DATA FOR THE TASK:
# # # # # # #

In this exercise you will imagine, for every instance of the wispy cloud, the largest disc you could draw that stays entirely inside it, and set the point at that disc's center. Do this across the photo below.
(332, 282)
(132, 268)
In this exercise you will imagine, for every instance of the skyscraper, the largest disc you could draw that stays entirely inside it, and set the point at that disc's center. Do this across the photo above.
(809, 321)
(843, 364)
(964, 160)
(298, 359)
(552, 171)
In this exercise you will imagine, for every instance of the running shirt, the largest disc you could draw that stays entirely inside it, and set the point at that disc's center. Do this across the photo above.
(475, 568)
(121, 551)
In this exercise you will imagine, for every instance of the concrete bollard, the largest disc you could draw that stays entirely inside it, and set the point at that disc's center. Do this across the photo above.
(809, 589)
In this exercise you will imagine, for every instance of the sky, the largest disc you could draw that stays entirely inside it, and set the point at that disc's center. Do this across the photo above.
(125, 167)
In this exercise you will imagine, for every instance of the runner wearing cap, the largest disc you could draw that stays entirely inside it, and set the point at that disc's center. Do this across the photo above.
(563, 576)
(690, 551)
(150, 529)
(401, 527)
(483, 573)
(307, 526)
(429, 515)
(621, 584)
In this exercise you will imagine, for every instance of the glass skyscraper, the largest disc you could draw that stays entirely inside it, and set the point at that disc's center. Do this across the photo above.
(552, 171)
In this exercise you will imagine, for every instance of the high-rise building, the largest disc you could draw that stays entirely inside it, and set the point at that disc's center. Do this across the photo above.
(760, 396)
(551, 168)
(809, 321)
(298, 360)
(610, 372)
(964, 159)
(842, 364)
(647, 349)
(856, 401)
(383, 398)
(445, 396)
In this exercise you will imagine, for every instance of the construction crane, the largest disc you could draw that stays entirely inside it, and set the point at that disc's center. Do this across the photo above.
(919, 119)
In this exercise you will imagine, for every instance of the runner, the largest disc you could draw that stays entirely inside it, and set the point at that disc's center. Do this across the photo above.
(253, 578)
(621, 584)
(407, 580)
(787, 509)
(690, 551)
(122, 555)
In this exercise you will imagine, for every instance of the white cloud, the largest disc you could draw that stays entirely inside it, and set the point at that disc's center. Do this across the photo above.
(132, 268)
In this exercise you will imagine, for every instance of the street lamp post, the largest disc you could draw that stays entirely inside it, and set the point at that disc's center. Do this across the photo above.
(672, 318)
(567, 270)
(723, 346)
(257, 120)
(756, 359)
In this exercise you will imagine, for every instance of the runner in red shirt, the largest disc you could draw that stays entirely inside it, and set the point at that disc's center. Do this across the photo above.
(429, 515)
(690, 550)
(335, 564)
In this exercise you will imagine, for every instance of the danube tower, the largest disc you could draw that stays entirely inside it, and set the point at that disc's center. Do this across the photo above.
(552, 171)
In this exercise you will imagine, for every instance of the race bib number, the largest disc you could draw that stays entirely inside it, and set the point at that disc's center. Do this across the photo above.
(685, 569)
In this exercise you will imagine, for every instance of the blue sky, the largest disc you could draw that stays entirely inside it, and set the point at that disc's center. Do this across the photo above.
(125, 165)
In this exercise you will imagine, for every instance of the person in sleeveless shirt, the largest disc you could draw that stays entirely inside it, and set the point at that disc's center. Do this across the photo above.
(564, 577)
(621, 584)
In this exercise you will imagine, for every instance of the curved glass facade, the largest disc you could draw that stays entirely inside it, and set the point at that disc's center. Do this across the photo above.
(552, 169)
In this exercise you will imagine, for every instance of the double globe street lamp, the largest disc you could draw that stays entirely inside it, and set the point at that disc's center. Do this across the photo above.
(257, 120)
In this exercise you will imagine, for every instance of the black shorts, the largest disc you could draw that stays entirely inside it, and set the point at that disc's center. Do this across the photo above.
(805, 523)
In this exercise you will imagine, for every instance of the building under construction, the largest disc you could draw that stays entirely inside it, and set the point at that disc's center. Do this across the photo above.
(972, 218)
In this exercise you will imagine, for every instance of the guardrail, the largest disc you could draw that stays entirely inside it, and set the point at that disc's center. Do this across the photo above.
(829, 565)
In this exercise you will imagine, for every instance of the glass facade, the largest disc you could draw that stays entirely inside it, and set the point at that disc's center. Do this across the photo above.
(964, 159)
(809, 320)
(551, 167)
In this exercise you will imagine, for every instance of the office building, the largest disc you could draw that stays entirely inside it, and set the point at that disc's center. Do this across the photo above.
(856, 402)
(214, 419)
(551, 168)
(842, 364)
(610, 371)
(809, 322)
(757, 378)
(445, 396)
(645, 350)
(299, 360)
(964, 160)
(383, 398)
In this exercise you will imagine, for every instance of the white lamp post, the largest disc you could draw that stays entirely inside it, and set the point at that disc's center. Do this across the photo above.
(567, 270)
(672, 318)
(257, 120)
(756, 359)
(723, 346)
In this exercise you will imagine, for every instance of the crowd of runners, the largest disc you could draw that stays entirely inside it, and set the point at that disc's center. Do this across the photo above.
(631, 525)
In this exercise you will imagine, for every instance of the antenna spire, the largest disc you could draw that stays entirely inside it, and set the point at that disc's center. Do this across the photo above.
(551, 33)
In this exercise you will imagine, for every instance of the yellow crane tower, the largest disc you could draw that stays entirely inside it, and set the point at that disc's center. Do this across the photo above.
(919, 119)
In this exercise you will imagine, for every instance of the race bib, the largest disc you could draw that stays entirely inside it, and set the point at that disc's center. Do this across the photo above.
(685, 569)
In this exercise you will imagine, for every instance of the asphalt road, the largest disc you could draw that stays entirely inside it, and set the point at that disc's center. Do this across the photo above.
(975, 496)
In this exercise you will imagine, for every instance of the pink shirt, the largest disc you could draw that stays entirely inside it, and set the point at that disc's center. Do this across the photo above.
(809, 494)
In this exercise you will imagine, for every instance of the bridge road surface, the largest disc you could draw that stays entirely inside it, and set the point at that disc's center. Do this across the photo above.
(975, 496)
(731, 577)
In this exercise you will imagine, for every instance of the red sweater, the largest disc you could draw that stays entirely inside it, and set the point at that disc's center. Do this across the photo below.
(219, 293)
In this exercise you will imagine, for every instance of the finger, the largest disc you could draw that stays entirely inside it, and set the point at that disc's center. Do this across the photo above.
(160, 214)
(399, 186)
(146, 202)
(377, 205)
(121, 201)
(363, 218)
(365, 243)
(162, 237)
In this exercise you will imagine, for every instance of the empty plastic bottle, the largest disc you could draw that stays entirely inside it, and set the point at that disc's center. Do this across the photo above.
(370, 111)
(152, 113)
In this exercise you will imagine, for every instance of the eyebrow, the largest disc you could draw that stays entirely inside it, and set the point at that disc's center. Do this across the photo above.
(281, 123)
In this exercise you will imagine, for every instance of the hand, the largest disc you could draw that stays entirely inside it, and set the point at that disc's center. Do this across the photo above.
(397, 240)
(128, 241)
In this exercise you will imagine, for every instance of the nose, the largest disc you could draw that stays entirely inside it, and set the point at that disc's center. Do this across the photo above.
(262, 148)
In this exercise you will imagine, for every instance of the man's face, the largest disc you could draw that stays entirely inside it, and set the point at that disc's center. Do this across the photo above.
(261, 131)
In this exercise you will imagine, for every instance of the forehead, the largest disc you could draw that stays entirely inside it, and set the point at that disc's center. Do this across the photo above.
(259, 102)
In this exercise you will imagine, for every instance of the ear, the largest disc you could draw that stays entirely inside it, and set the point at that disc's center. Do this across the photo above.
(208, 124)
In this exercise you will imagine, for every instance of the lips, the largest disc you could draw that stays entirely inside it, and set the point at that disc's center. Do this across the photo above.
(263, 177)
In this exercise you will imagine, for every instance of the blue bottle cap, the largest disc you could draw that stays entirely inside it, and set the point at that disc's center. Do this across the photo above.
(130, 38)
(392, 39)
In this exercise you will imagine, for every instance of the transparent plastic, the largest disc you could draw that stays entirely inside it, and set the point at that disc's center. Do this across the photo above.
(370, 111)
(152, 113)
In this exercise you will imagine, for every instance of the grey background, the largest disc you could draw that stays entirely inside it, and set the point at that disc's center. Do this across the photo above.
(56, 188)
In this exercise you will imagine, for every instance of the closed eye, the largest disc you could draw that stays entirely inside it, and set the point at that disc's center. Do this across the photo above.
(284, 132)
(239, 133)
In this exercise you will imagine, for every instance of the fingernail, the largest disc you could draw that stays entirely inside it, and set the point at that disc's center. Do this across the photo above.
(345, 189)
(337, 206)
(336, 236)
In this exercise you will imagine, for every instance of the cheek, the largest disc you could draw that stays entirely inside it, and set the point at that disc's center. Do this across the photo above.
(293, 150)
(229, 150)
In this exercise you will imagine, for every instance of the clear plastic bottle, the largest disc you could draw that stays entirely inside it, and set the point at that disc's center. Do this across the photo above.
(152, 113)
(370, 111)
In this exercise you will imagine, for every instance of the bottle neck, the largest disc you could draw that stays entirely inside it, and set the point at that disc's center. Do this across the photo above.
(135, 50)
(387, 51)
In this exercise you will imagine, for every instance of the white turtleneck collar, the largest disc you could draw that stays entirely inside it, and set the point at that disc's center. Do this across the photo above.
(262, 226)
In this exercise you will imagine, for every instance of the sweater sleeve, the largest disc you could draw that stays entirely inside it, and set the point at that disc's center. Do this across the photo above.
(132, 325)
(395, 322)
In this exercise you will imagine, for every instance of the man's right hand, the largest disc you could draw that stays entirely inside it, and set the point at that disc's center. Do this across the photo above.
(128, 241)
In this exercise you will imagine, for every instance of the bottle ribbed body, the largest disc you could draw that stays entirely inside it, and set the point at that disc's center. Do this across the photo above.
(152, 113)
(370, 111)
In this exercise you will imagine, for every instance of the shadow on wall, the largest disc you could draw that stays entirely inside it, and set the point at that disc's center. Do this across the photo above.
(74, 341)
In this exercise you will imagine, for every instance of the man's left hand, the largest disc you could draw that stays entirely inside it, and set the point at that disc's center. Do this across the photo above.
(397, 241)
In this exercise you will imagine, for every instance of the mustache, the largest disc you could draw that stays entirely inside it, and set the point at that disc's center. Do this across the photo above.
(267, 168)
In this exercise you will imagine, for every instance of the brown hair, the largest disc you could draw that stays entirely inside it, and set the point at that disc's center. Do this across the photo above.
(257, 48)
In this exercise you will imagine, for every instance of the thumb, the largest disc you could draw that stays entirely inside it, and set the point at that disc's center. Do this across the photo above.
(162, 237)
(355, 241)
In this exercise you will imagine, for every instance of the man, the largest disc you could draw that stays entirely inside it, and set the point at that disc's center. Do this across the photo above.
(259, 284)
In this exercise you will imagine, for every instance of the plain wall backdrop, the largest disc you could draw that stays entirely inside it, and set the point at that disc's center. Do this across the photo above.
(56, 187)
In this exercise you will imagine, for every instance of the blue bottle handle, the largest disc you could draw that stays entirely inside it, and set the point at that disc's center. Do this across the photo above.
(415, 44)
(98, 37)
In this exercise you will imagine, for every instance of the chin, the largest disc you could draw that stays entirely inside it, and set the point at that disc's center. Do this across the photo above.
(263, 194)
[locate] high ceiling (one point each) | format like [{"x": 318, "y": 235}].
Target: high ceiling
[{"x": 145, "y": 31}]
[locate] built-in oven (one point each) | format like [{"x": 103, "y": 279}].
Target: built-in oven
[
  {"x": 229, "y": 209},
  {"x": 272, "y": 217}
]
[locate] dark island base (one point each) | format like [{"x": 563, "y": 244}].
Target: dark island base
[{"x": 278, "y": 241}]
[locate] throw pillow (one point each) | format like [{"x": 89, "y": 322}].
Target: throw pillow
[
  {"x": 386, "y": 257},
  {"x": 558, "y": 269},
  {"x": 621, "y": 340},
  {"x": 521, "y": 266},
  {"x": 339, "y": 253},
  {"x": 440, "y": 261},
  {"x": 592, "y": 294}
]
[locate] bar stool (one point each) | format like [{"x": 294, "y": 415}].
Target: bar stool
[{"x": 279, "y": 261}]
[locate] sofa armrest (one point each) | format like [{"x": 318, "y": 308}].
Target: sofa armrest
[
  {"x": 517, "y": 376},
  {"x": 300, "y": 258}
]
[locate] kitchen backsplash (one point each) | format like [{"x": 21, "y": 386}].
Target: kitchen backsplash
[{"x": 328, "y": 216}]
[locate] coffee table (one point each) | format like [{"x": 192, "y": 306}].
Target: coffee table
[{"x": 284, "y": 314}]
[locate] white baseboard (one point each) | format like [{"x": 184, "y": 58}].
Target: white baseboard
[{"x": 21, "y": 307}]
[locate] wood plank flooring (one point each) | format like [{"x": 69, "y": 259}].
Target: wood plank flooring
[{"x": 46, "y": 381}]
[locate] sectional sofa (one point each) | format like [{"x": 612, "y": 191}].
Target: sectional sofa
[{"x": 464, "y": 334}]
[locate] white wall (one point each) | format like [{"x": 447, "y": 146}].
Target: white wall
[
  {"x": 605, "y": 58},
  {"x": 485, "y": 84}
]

# # # # # # #

WHAT IS EXPECTED:
Of the lines above, extract only those from the line with "of the brown" to the line with "[locate] sofa armrest", both included, exactly as written.

EXERCISE OUTPUT:
In this exercise you will imagine, for every instance of the brown hair, the largest disc you could draw that stays entirely inside it, and set the point at that disc's center. Do this across the photo above.
(257, 48)
In this exercise you will imagine, for every instance of the thumb, the largest disc you could draw that stays entirely inside it, and set the point at that disc's center. Do this across the photo above.
(162, 237)
(355, 241)
In this exercise you will imagine, for every instance of the man, the largest disc you could draw that stays entirely inside it, and set the point at that disc's center. Do this across the photo above.
(259, 284)
In this exercise you will imagine, for every instance of the plain wall backdrop, the largest disc you could draw that stays entirely inside it, and set the point at that disc's center. Do this across the photo above.
(56, 187)
In this exercise you will imagine, for every instance of the blue bottle handle, the largest disc you could draw that stays entirely inside it, and set the point at that disc's center. Do this across the photo above.
(415, 44)
(98, 37)
In this exercise you will imagine, for every instance of the chin, the largest disc you could draw that stays entirely inside it, and set the point at that disc's center. Do this across the photo above.
(263, 194)
[locate] high ceiling (one point each) | format like [{"x": 318, "y": 235}].
Target: high ceiling
[{"x": 145, "y": 31}]
[locate] built-in oven (one point each) | format like [{"x": 103, "y": 279}].
Target: built-in oven
[
  {"x": 229, "y": 209},
  {"x": 272, "y": 217}
]
[locate] dark island base (one point each) | format like [{"x": 563, "y": 244}].
Target: dark island base
[{"x": 278, "y": 241}]
[locate] throw pillow (one point each) | format like [{"x": 89, "y": 322}].
Target: throw pillow
[
  {"x": 386, "y": 257},
  {"x": 558, "y": 269},
  {"x": 621, "y": 340},
  {"x": 521, "y": 266},
  {"x": 339, "y": 253},
  {"x": 440, "y": 261},
  {"x": 592, "y": 294}
]
[locate] bar stool (one point each) | format like [{"x": 294, "y": 415}].
Target: bar stool
[{"x": 279, "y": 261}]
[locate] sofa armrest (one point each) | format like [{"x": 318, "y": 308}].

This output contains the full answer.